### REQUEST
Gather each line in the material below that contains the string "bronze", and copy every such line in full.

### RECORD EXTRACTS
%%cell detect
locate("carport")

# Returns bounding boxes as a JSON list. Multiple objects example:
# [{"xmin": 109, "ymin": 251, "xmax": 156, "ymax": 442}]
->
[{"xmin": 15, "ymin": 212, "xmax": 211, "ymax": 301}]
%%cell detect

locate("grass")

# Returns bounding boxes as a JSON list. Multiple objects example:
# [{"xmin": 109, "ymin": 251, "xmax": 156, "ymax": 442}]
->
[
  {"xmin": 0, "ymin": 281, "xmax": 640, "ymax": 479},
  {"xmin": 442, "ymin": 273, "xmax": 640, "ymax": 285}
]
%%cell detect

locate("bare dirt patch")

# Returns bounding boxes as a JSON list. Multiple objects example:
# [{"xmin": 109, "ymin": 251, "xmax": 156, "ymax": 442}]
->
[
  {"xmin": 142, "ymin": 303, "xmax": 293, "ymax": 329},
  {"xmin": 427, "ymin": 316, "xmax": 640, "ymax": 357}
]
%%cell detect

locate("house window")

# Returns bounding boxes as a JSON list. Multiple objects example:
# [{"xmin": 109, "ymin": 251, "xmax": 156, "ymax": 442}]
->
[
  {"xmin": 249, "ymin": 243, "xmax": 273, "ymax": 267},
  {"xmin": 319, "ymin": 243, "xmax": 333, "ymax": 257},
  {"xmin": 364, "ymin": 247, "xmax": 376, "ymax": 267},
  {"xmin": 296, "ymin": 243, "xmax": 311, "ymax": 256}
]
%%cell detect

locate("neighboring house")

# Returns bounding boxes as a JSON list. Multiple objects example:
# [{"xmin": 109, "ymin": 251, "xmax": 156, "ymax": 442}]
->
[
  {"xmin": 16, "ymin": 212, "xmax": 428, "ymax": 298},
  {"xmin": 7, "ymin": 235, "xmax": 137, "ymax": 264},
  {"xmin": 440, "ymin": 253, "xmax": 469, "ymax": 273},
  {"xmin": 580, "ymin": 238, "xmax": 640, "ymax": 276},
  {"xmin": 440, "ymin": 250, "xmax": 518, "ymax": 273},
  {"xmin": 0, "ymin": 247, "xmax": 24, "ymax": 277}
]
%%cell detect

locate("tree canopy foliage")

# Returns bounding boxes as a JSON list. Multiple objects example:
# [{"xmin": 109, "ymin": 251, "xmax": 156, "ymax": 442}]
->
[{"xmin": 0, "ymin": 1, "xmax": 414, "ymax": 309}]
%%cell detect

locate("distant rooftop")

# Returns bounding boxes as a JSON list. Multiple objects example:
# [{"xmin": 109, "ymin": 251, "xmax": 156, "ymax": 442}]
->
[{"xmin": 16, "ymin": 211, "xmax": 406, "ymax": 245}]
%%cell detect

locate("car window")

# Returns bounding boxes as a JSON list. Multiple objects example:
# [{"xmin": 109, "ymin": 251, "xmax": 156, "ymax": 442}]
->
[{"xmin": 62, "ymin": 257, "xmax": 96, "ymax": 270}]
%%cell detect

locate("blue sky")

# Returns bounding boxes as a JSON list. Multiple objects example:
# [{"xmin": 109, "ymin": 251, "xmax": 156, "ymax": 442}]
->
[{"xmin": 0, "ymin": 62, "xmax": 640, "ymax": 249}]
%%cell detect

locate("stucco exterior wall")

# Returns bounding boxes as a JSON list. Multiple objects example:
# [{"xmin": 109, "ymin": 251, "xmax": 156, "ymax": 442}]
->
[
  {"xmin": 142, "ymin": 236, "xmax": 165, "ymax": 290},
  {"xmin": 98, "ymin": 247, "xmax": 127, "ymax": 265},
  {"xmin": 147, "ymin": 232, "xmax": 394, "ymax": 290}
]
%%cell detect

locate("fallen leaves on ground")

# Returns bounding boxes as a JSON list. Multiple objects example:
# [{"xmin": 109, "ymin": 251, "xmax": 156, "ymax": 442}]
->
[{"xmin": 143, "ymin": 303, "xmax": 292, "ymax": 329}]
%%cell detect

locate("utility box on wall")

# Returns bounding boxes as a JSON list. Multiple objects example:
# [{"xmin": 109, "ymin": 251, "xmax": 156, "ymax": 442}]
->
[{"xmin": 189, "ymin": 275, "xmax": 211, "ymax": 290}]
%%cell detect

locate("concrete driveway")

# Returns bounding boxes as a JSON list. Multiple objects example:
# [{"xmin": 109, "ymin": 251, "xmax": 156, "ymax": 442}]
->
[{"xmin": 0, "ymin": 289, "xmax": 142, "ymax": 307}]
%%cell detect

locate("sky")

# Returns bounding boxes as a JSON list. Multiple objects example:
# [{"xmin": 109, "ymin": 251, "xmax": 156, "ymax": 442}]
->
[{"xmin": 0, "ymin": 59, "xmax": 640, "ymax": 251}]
--
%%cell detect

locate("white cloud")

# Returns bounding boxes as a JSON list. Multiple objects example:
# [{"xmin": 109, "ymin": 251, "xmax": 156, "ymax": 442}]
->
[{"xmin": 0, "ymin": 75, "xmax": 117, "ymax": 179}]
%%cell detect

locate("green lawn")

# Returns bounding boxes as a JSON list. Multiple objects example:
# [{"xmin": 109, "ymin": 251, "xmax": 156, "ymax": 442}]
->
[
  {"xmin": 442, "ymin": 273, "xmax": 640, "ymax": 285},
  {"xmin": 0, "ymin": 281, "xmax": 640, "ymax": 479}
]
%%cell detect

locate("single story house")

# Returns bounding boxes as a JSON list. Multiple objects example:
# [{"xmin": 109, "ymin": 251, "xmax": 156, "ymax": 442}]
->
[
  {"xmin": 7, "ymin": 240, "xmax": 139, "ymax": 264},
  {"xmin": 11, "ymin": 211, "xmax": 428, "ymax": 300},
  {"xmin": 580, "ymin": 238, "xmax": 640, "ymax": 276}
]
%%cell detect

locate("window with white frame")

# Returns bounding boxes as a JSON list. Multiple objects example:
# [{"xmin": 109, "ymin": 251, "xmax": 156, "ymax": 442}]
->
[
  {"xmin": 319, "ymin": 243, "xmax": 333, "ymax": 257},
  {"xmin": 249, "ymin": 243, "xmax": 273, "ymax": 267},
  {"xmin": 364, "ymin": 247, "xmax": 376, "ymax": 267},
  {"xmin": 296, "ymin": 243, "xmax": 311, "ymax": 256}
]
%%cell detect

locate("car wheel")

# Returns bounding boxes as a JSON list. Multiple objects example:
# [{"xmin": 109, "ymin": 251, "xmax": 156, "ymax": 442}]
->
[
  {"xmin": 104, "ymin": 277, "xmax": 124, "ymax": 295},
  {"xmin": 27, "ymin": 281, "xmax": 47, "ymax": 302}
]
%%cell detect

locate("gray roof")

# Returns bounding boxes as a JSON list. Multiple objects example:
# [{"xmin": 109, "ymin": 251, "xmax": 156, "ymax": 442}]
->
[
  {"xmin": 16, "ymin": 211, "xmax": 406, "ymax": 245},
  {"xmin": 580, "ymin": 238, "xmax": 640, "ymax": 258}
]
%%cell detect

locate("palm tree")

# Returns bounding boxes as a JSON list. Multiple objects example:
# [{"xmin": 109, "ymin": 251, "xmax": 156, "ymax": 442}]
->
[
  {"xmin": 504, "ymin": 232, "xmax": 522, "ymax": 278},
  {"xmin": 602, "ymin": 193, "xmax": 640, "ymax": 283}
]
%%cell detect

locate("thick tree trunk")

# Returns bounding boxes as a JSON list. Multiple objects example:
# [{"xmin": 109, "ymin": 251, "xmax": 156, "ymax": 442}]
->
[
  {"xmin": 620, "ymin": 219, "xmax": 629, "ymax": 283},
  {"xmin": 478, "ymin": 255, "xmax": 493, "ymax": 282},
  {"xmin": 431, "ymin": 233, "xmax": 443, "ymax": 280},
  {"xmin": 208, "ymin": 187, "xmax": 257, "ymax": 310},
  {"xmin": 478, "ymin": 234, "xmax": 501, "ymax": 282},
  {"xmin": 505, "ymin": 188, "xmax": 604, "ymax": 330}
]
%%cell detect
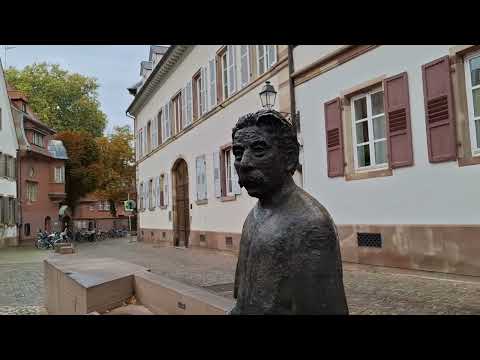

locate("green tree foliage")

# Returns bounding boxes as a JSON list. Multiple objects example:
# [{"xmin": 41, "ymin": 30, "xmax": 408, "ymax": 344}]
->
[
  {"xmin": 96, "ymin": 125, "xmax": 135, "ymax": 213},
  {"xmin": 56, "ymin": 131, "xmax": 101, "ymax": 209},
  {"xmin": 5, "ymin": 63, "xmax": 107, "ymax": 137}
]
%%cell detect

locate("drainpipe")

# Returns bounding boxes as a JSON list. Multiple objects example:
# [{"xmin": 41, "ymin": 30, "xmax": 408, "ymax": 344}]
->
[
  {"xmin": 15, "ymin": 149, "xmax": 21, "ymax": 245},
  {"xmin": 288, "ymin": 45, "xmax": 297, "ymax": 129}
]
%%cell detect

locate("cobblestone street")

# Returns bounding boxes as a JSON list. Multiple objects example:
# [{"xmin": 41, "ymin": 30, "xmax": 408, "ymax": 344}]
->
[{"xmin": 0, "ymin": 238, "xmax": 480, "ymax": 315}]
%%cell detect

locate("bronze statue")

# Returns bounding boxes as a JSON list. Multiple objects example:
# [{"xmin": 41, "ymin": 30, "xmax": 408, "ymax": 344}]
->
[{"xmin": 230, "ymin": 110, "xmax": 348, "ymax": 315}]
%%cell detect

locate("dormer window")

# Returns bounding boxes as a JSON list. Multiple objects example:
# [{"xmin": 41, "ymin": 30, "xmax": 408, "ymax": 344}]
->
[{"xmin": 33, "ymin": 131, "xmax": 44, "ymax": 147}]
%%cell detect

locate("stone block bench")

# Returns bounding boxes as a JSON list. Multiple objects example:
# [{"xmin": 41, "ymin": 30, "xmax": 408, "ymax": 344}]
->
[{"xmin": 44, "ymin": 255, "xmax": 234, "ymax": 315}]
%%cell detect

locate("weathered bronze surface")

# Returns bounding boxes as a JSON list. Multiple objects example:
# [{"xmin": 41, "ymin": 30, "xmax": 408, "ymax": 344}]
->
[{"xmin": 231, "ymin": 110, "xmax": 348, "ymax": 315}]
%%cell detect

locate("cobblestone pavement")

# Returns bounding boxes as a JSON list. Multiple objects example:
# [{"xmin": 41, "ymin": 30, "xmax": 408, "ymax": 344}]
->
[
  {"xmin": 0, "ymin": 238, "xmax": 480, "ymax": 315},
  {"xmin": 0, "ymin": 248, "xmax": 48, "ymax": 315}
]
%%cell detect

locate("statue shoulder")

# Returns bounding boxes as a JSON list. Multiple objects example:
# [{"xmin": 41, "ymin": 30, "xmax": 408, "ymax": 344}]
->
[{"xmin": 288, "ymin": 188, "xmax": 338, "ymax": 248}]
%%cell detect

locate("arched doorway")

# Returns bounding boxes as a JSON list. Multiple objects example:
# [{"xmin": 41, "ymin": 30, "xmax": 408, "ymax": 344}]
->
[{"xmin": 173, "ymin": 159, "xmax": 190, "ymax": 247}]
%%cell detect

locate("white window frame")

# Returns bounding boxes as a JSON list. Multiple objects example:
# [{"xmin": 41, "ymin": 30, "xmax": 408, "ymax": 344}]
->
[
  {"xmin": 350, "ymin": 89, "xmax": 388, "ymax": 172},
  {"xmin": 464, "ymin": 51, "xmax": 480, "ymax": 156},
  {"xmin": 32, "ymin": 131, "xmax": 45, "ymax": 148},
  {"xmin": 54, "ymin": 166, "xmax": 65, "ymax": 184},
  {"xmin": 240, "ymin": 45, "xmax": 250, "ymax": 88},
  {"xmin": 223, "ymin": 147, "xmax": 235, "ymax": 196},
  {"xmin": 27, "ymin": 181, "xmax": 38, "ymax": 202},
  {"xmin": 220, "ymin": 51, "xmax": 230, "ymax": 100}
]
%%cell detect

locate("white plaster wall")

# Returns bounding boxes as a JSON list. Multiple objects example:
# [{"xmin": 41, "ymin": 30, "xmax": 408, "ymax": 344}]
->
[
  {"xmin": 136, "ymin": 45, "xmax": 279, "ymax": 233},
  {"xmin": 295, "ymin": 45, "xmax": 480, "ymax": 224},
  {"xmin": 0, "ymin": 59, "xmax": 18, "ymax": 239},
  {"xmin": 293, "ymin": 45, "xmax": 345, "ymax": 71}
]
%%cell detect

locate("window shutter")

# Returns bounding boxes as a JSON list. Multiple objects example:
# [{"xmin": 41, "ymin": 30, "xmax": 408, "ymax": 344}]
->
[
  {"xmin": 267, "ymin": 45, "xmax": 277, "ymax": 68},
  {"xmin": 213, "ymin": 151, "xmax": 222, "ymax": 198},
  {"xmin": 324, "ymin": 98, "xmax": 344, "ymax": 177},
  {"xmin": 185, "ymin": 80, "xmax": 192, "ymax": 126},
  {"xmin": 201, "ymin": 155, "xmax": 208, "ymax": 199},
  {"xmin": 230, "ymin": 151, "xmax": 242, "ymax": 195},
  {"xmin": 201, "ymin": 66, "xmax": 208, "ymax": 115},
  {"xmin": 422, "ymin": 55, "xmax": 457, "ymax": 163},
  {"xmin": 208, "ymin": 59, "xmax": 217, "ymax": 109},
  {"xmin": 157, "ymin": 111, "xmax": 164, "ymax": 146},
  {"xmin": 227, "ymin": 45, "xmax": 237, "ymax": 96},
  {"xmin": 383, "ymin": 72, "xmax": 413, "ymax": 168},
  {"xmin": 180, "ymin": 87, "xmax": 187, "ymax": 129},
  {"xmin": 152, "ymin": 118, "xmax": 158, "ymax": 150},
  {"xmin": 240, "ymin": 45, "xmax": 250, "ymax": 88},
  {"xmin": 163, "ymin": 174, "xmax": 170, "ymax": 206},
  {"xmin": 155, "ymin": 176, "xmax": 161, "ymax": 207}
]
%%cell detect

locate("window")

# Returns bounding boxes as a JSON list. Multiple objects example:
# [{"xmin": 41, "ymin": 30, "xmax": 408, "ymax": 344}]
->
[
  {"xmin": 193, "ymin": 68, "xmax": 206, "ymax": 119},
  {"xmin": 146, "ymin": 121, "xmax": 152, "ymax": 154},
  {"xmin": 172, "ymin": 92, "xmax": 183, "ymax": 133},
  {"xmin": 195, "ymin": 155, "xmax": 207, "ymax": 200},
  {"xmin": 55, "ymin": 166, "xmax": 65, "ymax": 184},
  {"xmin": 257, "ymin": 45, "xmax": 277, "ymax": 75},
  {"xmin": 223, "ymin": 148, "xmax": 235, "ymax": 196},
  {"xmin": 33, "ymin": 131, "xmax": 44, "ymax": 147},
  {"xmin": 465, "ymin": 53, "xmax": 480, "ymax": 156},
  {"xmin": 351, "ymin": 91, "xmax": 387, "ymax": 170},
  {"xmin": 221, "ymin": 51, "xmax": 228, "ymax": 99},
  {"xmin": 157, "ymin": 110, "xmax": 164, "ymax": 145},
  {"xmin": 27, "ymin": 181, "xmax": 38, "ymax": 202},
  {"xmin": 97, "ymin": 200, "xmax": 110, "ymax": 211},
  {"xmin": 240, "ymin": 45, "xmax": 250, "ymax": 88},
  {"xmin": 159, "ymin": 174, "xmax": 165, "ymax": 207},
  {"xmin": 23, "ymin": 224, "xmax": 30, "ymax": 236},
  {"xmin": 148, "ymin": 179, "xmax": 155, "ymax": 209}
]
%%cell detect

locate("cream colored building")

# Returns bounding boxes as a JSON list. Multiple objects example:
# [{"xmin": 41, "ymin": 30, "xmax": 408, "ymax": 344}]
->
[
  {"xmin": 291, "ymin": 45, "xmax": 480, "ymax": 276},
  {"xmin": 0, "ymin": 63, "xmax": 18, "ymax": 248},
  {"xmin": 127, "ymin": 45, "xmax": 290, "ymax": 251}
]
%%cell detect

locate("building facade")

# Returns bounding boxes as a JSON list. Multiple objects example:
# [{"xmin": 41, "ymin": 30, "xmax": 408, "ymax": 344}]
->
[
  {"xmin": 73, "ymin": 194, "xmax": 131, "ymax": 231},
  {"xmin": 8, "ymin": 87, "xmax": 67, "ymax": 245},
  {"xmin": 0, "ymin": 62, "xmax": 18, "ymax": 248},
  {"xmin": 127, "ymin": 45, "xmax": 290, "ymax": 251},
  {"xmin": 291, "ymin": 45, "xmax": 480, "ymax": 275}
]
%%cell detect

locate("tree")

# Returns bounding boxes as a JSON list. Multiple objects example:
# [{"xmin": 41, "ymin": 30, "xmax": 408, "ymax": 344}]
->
---
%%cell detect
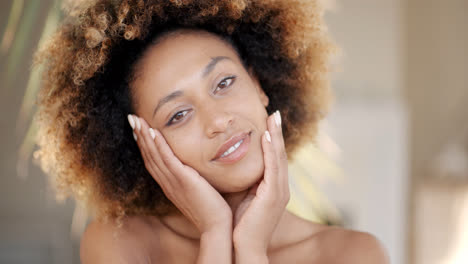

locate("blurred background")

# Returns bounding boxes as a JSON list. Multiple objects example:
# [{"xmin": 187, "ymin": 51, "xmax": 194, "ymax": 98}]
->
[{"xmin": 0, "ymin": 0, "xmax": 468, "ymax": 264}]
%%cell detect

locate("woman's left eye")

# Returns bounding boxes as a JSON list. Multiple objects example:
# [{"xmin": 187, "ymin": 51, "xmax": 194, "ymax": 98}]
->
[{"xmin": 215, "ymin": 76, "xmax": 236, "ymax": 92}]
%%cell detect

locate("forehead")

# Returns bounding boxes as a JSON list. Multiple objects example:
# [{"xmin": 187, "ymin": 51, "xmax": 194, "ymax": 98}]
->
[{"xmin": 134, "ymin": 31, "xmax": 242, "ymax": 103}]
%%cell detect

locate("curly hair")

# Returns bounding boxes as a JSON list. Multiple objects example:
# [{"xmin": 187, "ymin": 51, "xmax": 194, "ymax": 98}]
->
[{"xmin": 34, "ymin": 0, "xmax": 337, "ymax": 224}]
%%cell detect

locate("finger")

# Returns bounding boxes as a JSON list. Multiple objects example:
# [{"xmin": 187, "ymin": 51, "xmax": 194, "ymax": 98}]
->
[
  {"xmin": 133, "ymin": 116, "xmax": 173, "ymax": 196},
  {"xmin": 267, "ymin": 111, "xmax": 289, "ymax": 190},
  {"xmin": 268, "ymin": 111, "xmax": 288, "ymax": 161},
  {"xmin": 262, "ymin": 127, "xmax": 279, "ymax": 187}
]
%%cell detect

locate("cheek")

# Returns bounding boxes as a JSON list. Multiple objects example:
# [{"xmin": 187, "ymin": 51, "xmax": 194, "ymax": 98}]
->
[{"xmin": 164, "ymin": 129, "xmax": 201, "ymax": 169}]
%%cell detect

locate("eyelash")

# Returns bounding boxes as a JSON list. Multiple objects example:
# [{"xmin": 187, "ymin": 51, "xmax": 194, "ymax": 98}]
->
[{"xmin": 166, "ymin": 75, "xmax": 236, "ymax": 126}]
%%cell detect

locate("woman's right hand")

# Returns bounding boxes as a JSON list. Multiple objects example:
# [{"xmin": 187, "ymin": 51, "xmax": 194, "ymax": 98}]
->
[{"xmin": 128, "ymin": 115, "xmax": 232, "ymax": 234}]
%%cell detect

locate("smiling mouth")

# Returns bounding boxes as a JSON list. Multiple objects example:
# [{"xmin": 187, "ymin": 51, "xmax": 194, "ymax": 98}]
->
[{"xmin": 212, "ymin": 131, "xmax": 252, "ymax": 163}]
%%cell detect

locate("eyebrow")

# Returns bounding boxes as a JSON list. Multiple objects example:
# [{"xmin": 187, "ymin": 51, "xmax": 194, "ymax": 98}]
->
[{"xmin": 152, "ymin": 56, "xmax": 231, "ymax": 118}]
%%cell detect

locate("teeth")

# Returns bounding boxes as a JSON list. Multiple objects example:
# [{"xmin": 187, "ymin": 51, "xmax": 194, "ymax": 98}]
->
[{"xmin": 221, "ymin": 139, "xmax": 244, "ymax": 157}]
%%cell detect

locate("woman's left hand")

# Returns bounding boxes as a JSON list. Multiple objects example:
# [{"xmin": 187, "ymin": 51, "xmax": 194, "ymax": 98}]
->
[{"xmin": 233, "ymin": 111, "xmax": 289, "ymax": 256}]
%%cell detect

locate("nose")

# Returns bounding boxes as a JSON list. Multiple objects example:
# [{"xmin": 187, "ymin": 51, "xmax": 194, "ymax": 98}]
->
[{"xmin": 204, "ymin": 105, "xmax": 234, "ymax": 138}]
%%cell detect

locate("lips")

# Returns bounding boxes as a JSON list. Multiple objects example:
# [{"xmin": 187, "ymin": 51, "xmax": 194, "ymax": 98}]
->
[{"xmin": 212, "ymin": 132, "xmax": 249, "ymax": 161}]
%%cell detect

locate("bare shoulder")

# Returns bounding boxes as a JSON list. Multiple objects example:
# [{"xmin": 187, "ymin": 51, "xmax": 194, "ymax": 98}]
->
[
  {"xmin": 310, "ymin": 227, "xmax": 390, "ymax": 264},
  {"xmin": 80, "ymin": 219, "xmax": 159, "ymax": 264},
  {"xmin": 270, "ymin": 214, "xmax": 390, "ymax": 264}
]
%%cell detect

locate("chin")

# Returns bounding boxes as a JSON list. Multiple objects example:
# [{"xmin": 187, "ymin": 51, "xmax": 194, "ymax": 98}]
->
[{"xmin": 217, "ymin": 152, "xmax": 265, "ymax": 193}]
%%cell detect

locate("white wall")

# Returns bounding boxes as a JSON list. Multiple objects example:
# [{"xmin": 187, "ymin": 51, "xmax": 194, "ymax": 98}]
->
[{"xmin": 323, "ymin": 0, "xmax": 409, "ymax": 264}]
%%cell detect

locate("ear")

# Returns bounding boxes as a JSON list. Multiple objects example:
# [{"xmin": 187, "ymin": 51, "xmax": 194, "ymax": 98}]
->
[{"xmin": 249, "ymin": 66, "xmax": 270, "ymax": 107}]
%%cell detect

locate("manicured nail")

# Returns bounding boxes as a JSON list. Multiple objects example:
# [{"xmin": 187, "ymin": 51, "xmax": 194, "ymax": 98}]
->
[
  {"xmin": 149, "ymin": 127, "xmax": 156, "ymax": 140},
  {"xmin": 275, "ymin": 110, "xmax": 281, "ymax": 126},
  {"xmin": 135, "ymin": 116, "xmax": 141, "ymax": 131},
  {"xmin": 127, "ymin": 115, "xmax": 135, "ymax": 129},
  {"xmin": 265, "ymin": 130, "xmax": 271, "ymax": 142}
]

### WRITTEN SOLUTION
locate("bronze statue")
locate("weathered bronze surface")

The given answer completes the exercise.